##### Page extract

“There is a high correlation between satisfaction with your relationship and frequency of sex,” explains Leandie Buys, relationship therapist and clinical sexologist. “If you never put in any effort, relationships become routine, the excitement dries up, and you lose the “honeymoon” feeling.”
If both of you are satisfied with the state of your sex life, great. But if one or both of you feel something is lacking, now’s the time to tackle the problem.
Tips to enrich your sexual relationship
Buys provides the following tips for maintaining a fulfilling sex life:
- Change your attitude towards sex and fall in love again:
Remember sex encourages health and intimacy. The human sex drive is strongly influenced by chemicals in our bodies that respond to messages in our brains. We’re not at the mercy of our hormones. We can regulate our sexual urges and responses by how we think about sex. The more sex you have the more sex you want. Sex is the ultimate libido arouser. If you desire a good sex life, change your attitude and think sexual thoughts, which may very well result in more sex and better general wellbeing.

##########
##### Information supplied

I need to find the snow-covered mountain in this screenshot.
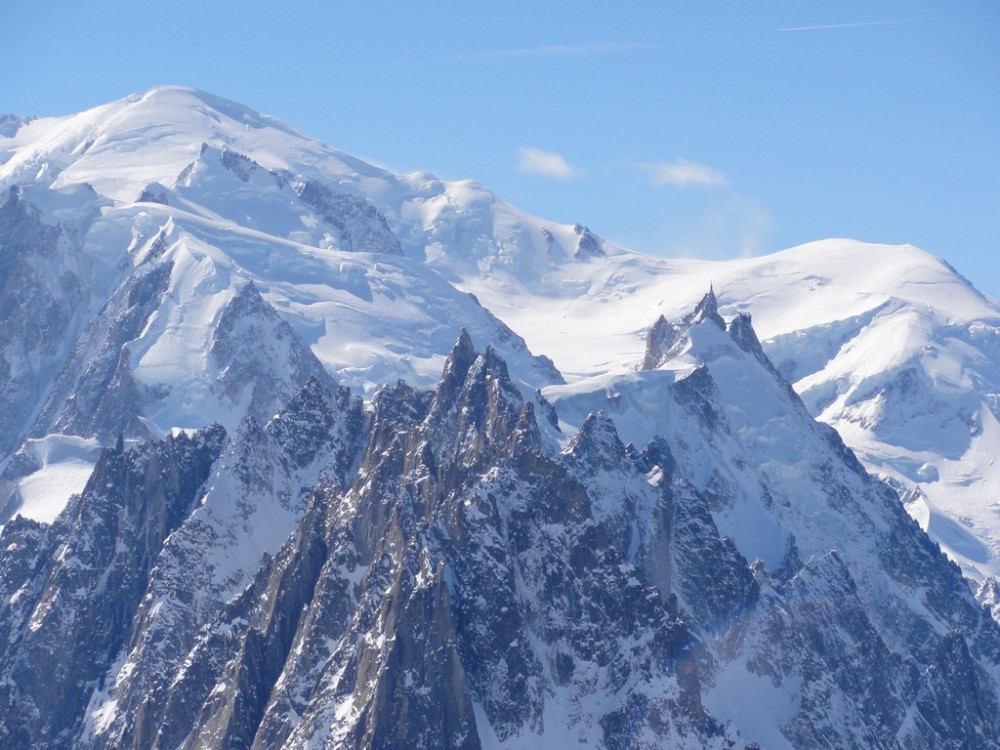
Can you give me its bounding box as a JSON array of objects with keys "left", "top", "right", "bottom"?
[{"left": 0, "top": 88, "right": 1000, "bottom": 748}]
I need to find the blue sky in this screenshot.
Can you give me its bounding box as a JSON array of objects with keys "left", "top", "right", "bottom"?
[{"left": 0, "top": 0, "right": 1000, "bottom": 296}]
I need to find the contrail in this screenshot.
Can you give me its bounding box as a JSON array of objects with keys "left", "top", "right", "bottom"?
[{"left": 778, "top": 19, "right": 913, "bottom": 31}]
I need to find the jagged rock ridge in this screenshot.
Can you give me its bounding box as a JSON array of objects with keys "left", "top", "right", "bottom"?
[{"left": 0, "top": 315, "right": 1000, "bottom": 748}]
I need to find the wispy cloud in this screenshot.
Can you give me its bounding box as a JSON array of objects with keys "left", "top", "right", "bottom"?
[
  {"left": 778, "top": 18, "right": 913, "bottom": 31},
  {"left": 636, "top": 159, "right": 726, "bottom": 187},
  {"left": 517, "top": 147, "right": 583, "bottom": 180},
  {"left": 670, "top": 195, "right": 773, "bottom": 259},
  {"left": 435, "top": 42, "right": 663, "bottom": 62}
]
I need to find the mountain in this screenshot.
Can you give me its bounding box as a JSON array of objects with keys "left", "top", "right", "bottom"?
[{"left": 0, "top": 88, "right": 1000, "bottom": 748}]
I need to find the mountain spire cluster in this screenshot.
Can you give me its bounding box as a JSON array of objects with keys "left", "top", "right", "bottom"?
[{"left": 0, "top": 88, "right": 1000, "bottom": 750}]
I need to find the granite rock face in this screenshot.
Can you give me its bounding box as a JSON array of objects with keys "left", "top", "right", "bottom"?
[{"left": 0, "top": 316, "right": 1000, "bottom": 750}]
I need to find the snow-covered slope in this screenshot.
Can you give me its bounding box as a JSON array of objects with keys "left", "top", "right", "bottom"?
[
  {"left": 0, "top": 88, "right": 1000, "bottom": 748},
  {"left": 462, "top": 240, "right": 1000, "bottom": 581}
]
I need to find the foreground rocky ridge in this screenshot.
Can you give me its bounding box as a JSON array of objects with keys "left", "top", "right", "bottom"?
[{"left": 0, "top": 314, "right": 1000, "bottom": 748}]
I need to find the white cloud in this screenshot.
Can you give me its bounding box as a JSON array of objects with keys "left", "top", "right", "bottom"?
[
  {"left": 778, "top": 19, "right": 913, "bottom": 31},
  {"left": 639, "top": 159, "right": 726, "bottom": 187},
  {"left": 517, "top": 146, "right": 583, "bottom": 180}
]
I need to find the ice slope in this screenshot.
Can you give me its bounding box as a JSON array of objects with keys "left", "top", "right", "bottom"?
[
  {"left": 0, "top": 88, "right": 564, "bottom": 520},
  {"left": 0, "top": 87, "right": 1000, "bottom": 579},
  {"left": 461, "top": 240, "right": 1000, "bottom": 580}
]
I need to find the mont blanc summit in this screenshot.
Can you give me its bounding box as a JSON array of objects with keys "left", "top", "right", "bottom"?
[{"left": 0, "top": 87, "right": 1000, "bottom": 750}]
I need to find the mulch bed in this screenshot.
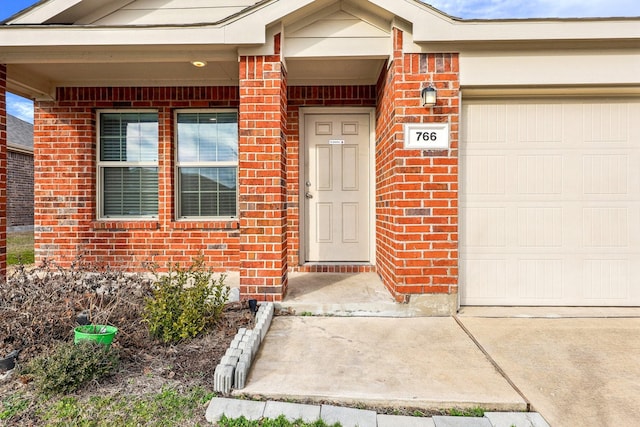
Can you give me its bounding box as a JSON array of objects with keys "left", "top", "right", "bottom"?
[{"left": 0, "top": 263, "right": 253, "bottom": 421}]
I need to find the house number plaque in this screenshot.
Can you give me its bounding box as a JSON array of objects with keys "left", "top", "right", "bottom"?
[{"left": 404, "top": 123, "right": 449, "bottom": 150}]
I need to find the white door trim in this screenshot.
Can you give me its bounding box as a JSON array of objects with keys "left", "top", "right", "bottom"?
[{"left": 298, "top": 107, "right": 376, "bottom": 265}]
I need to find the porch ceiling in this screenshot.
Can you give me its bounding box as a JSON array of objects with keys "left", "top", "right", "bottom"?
[{"left": 7, "top": 55, "right": 385, "bottom": 99}]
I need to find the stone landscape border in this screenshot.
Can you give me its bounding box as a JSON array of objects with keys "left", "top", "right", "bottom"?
[{"left": 213, "top": 302, "right": 275, "bottom": 395}]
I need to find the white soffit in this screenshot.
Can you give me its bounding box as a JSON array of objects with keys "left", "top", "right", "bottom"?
[
  {"left": 283, "top": 2, "right": 391, "bottom": 58},
  {"left": 0, "top": 0, "right": 640, "bottom": 49}
]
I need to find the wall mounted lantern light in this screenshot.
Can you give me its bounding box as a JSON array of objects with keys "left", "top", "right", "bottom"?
[{"left": 420, "top": 85, "right": 437, "bottom": 107}]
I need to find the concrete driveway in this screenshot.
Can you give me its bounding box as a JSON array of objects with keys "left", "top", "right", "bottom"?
[{"left": 459, "top": 315, "right": 640, "bottom": 427}]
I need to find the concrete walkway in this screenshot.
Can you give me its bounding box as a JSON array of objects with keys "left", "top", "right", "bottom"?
[
  {"left": 208, "top": 274, "right": 640, "bottom": 427},
  {"left": 460, "top": 310, "right": 640, "bottom": 426},
  {"left": 235, "top": 316, "right": 527, "bottom": 411}
]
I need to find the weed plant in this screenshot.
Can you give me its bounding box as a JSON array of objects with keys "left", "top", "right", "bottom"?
[
  {"left": 143, "top": 257, "right": 229, "bottom": 344},
  {"left": 23, "top": 340, "right": 120, "bottom": 395}
]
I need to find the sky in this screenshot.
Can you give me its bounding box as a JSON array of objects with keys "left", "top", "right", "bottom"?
[{"left": 0, "top": 0, "right": 640, "bottom": 123}]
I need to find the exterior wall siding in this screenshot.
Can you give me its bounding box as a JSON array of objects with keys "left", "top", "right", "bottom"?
[
  {"left": 31, "top": 29, "right": 460, "bottom": 302},
  {"left": 34, "top": 87, "right": 240, "bottom": 270},
  {"left": 376, "top": 29, "right": 460, "bottom": 302},
  {"left": 7, "top": 151, "right": 33, "bottom": 231}
]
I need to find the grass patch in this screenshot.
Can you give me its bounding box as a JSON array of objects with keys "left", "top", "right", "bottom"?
[
  {"left": 7, "top": 231, "right": 35, "bottom": 265},
  {"left": 218, "top": 415, "right": 342, "bottom": 427},
  {"left": 447, "top": 407, "right": 485, "bottom": 418},
  {"left": 12, "top": 387, "right": 214, "bottom": 427}
]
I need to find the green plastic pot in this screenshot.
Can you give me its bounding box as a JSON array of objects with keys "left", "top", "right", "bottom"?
[{"left": 73, "top": 325, "right": 118, "bottom": 347}]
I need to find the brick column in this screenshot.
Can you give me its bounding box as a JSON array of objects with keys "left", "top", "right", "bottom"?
[
  {"left": 0, "top": 64, "right": 7, "bottom": 282},
  {"left": 238, "top": 55, "right": 287, "bottom": 301},
  {"left": 376, "top": 29, "right": 460, "bottom": 314}
]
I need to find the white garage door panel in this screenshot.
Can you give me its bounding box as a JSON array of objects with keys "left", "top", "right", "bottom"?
[{"left": 460, "top": 98, "right": 640, "bottom": 306}]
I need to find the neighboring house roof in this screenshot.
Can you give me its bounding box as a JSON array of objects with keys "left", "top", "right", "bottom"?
[{"left": 7, "top": 114, "right": 33, "bottom": 154}]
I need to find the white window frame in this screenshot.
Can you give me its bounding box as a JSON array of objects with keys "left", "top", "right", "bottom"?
[
  {"left": 173, "top": 108, "right": 240, "bottom": 221},
  {"left": 96, "top": 108, "right": 160, "bottom": 221}
]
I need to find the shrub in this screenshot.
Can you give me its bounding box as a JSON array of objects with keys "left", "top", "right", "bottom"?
[
  {"left": 143, "top": 257, "right": 229, "bottom": 343},
  {"left": 24, "top": 340, "right": 120, "bottom": 395}
]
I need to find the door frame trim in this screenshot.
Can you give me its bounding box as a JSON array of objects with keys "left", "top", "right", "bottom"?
[{"left": 298, "top": 107, "right": 376, "bottom": 265}]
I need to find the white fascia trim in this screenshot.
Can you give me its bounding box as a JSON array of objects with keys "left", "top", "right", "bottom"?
[
  {"left": 420, "top": 19, "right": 640, "bottom": 43},
  {"left": 0, "top": 0, "right": 314, "bottom": 47},
  {"left": 369, "top": 0, "right": 640, "bottom": 43},
  {"left": 0, "top": 26, "right": 230, "bottom": 47}
]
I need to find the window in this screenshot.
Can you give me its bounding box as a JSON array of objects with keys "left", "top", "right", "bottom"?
[
  {"left": 98, "top": 111, "right": 158, "bottom": 219},
  {"left": 176, "top": 111, "right": 238, "bottom": 218}
]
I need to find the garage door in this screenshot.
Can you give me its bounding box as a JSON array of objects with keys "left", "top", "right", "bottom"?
[{"left": 460, "top": 98, "right": 640, "bottom": 306}]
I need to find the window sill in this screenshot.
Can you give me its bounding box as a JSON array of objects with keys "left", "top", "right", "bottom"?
[
  {"left": 171, "top": 219, "right": 240, "bottom": 230},
  {"left": 91, "top": 219, "right": 160, "bottom": 231}
]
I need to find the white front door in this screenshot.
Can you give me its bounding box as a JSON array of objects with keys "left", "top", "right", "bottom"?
[{"left": 301, "top": 114, "right": 370, "bottom": 262}]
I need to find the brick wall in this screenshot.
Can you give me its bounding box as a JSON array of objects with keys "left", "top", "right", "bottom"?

##########

## Exercise objective
In the text on sexual relationships, what two professional roles does Leandie Buys hold? These lines have no connection to the text.

## Exercise output
Relationship therapist and clinical sexologist.